■ **Excerpted passage**
VCV Rack 2 Preview


VCV Rack is the ultimate way to learn about and experiment with modular gear without buying expensive modules. This well-loved virtual modular classic will be overhauled in VCV Rack 2, expected for release in November 2021.

Developer Andrew Belt put together something special with VCV Rack that pleased both soft synth and Eurorack enthusiasts. It’s not the only virtual modular platform around, there are others like Cherry Audio’s Voltage Modular, but most lack the almost cult status of VCV Rack.

Scheduled for November 2021, VCV Rack 2 is set to bring a much-needed refresh to reignite excitement and showcase new features.

We don’t have all the details about the forthcoming release, but the recently published teaser video reveals more than enough new features to be excited about.

The first and perhaps most significant change is that VCV Rack 2 can function as a plugin.

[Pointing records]
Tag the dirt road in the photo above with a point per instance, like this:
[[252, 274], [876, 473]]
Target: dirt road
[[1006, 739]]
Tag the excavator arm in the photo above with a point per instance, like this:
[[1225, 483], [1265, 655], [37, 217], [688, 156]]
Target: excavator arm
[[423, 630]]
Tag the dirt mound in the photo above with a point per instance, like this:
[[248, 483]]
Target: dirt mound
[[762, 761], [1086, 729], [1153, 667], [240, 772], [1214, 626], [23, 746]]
==
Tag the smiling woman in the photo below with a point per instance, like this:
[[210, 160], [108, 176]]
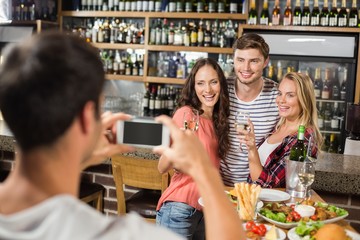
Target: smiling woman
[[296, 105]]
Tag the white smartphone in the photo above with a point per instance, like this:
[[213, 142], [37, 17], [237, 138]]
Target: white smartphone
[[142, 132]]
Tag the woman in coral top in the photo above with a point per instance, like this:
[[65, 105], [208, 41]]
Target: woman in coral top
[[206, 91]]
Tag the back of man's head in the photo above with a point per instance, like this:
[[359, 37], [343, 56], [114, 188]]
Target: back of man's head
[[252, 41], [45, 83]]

■ **Required tasks**
[1] Which software products are named in the VCV Rack 2 preview? List every one.
[2] According to the VCV Rack 2 preview, who developed VCV Rack?
[3] Retype the VCV Rack 2 preview between "VCV Rack 2 Preview" and "of VCV Rack.", inclusive.

■ **Results by task**
[1] VCV Rack, VCV Rack 2, Voltage Modular

[2] Andrew Belt.

[3]
VCV Rack 2 Preview


VCV Rack is the ultimate way to learn about and experiment with modular gear without buying expensive modules. This well-loved virtual modular classic will be overhauled in VCV Rack 2, expected for release in November 2021.

Developer Andrew Belt put together something special with VCV Rack that pleased both soft synth and Eurorack enthusiasts. It’s not the only virtual modular platform around, there are others like Cherry Audio’s Voltage Modular, but most lack the almost cult status of VCV Rack.